*Short exercise 1*. Retype the passage of the associate dean's column below, from "I have no illusions" up to and including "share a story.".
*Short exercise 2*. List the biblical infancy narratives that the associate dean's column below names as subjects of the Luther sermon excerpts Dr. Bainton published in 1947.

*Document passage*.
^^^^
From the Associate Dean's Desk: What I Want To Be When I Grow Up

I’ve set myself a goal: I want to grow up before I retire.  And as my retirement looms in the not too distant future – five or six years from now – I guess it’s time to get a move on.  Thankfully, I have a pretty good idea of what being “grown up” means to me: being as much like Roland Bainton as possible.

Dr. Bainton was born in England in 1894, but his family moved to the United States in 1902.  He took degrees from Whitman College (BA, 1914) and Yale Divinity School (YDS) (BD, 1917; PhD, 1920).  He was raised as a Congregationalist, but after declaring himself to be a pacifist, he affiliated with the Quakers and volunteered to work with the American Friends Service Committee for international reconciliation.  Upon completing his doctorate, he was hired to teach Greek and church history at YDS, and spent his entire career there.  During his academic career, he wrote over thirty books, the best known of which was Here I Stand, a biography of Martin Luther that has sold over a million copies and is still in print.[1]  When I first met him in 1974, he had already been an emeritus professor for a decade.  But he was still exceptionally active and involved in campus life, riding his custom-built 15-speed bicycle from his apartment to his downtown office every day, and often taking seminarians for long hikes on his wooded property near New Haven. “Roly,” as he was affectionately known, died in 1984 at the age of 90, universally loved and respected.[2]

I have no illusions that I will ever come anywhere close to being as distinguished a scholar as Dr. Bainton.  But that is not the way in which I want to be “like” him in my golden years.  To illustrate the quality of his that I most want to emulate, I would like to share a story. 

One of the cherished customs at YDS in the 1970s was the annual Christmas Dinner.  It began with the entire community – faculty, staff and students, together with their families – meeting in the common room for hors d’oeuvres and drinks, and then proceeding into the refectory for an elegant four-course meal.  After the figgy pudding, we’d all troupe to Marquand Chapel for the night’s entertainment: the singing of carols and the recitation by Dr. Bainton of the Martin Luther Christmas Story.

Back in 1947, Dr. Bainton had published a selection of excerpts of Luther’s sermons on the biblical infancy narratives – the Annunciation, the Visitation, the Nativity, the Adoration of the Shepherds, the Journey of the Magi, the Slaughter of the Innocents, and the Presentation in the Temple.[3]  The book sold well – and also remains in print to this day.  Eventually, someone had the inspired idea of asking Dr. Bainton to deliver some of these excerpts as an after-dinner speech at the YDS Christmas Dinner.  This, too, was an instant hit and became a regular part of the program.  Nor did Dr. Bainton ever disappoint.  He always spoke from memory in his spellbinding baritone voice.  For an hour we tweed-jacketed American academics put aside our commentaries and concordances and were magically transformed into simple Saxon peasants, thrilling to the Good News of the Incarnation and trembling at the Reformer’s thunderous challenge to celebrate it, not with sentimental devotion toward Baby Jesus, but by caring for the poor and the oppressed – Christ incognito – in our own midst!
^^^^
Excerpts from a detection dataset
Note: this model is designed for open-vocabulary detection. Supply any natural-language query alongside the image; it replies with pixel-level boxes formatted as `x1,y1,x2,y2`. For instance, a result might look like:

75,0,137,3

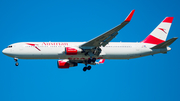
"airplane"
2,10,177,71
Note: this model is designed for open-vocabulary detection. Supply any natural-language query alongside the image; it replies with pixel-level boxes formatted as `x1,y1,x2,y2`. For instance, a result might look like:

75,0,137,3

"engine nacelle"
57,60,77,69
65,47,83,55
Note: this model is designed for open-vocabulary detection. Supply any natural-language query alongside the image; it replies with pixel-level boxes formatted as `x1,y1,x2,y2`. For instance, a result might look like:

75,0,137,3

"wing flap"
80,10,135,47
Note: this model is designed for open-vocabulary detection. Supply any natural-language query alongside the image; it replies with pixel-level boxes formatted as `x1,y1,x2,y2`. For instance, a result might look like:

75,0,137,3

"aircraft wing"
80,10,135,48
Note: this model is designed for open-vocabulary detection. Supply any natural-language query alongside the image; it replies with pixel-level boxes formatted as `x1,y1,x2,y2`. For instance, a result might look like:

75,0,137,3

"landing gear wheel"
87,66,91,70
15,62,19,66
83,67,87,72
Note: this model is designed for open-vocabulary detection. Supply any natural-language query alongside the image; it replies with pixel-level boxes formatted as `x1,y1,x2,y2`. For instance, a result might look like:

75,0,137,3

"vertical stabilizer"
142,17,174,45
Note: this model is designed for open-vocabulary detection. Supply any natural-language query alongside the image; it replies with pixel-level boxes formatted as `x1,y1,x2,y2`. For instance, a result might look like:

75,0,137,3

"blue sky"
0,0,180,101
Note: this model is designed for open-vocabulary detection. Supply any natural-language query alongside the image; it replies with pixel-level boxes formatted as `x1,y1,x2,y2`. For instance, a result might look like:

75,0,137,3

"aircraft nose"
2,49,6,54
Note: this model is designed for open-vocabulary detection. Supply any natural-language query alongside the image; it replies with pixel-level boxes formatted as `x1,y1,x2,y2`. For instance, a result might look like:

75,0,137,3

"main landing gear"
83,58,96,72
14,58,19,66
83,66,91,72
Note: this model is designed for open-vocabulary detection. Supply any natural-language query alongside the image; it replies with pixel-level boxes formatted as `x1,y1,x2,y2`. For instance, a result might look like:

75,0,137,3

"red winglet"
163,17,174,23
125,10,135,22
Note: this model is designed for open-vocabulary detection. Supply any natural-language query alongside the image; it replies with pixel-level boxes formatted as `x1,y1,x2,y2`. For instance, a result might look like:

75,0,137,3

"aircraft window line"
106,46,132,48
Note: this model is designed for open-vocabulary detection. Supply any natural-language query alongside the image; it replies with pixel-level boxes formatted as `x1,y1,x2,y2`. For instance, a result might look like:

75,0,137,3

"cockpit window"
7,45,12,48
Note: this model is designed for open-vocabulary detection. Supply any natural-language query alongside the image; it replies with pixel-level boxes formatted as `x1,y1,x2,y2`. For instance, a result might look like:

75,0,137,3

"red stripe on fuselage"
142,35,164,45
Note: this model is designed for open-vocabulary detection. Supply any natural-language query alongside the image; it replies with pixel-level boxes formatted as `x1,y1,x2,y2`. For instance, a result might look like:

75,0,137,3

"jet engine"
57,60,77,69
65,47,83,55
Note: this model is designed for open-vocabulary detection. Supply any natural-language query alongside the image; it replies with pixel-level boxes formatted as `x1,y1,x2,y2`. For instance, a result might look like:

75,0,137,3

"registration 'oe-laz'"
2,10,177,71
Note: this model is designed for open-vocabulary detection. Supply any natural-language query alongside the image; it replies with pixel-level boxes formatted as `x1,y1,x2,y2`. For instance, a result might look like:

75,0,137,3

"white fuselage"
3,42,171,60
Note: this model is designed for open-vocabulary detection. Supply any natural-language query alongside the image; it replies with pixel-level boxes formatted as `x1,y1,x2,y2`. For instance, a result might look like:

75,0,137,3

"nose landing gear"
14,58,19,66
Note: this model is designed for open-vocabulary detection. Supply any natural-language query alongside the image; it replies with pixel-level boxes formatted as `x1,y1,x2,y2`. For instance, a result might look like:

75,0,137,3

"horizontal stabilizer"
151,37,177,49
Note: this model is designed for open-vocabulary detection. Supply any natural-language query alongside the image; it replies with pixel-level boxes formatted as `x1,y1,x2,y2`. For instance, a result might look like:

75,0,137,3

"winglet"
125,10,135,22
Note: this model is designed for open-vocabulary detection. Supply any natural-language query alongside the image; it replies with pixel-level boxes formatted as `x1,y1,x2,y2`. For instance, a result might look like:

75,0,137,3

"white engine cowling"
65,47,82,55
57,60,77,69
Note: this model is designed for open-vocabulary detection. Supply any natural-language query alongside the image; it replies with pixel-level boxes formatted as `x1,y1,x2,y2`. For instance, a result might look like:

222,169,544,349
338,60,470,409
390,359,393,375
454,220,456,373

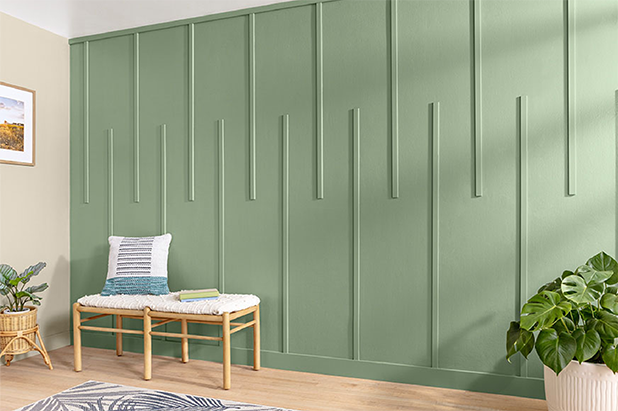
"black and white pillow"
101,234,172,296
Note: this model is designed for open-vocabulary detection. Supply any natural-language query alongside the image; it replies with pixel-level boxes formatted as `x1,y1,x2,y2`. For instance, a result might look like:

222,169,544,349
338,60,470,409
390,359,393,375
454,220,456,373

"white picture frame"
0,81,36,166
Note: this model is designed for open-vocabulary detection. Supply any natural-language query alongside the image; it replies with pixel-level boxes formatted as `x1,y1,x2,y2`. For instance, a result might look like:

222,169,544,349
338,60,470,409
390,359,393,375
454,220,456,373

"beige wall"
0,13,70,349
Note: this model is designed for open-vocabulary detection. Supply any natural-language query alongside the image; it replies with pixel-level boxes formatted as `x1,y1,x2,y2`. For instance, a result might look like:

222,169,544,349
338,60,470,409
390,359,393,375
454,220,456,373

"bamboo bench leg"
144,307,152,381
253,305,261,371
223,313,232,390
116,315,123,357
36,329,54,370
73,303,82,372
180,319,189,363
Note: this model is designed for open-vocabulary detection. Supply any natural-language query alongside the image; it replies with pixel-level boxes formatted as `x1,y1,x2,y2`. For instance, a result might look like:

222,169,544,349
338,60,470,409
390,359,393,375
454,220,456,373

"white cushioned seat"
77,291,260,315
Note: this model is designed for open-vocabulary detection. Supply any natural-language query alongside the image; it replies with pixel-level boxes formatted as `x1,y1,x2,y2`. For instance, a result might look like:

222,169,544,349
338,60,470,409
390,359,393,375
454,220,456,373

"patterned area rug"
15,381,292,411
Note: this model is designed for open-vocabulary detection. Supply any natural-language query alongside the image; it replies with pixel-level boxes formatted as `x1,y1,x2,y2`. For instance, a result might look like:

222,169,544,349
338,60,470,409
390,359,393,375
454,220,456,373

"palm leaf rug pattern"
15,381,292,411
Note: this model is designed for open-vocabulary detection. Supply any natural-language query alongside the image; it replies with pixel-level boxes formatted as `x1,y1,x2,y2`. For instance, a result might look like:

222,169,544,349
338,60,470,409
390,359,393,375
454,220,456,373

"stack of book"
179,288,219,303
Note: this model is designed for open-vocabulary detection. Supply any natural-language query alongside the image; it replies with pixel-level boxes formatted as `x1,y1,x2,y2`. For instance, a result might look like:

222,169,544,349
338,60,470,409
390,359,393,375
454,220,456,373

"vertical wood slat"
470,0,483,197
563,0,577,196
188,23,195,201
353,108,361,360
133,33,140,203
429,102,440,368
281,114,290,354
84,41,90,204
107,128,114,236
315,3,324,200
390,0,399,198
161,124,167,234
249,13,257,200
218,119,225,293
516,96,528,377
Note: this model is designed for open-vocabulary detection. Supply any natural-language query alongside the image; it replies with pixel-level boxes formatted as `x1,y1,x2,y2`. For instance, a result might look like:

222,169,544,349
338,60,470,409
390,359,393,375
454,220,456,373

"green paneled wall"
71,0,618,397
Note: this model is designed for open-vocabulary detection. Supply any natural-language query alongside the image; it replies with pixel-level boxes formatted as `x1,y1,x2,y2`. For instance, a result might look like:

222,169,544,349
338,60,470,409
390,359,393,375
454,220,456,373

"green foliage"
0,262,48,313
506,252,618,374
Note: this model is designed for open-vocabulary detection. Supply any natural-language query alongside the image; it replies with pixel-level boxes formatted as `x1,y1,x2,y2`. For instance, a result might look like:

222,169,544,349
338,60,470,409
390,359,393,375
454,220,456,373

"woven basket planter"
0,307,37,355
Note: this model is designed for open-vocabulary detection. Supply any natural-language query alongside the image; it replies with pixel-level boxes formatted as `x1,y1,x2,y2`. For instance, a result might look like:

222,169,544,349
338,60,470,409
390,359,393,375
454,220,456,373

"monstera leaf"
586,251,618,284
506,321,534,362
520,291,571,331
601,294,618,314
572,328,601,364
562,275,604,304
535,328,577,374
0,264,17,284
594,310,618,340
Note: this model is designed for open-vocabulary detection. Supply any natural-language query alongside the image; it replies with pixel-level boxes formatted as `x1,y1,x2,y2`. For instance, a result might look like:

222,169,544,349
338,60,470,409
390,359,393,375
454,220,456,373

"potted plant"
0,263,48,365
506,252,618,411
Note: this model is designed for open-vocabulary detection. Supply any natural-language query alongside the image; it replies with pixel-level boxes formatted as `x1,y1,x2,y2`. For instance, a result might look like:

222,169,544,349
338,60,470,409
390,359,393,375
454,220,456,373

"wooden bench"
73,302,260,390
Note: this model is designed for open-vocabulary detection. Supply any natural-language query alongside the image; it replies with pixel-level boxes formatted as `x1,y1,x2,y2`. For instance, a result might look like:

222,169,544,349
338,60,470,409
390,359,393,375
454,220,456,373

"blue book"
181,297,219,303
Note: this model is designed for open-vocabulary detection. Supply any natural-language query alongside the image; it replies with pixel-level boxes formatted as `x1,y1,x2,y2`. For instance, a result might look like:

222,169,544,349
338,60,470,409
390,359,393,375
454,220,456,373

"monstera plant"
506,252,618,374
0,262,48,314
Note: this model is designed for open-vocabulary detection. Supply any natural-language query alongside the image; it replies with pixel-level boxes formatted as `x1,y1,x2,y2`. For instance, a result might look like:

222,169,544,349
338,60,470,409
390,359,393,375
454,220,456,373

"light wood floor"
0,347,547,411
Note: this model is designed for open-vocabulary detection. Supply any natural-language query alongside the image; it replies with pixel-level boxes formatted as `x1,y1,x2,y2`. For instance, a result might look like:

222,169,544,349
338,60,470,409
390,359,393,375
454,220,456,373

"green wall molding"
70,0,618,397
82,332,544,398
^^^^
*Written reply 1*.
I have no illusions that I will ever come anywhere close to being as distinguished a scholar as Dr. Bainton.  But that is not the way in which I want to be “like” him in my golden years.  To illustrate the quality of his that I most want to emulate, I would like to share a story.

*Written reply 2*.
- the Annunciation
- the Visitation
- the Nativity
- the Adoration of the Shepherds
- the Journey of the Magi
- the Slaughter of the Innocents
- the Presentation in the Temple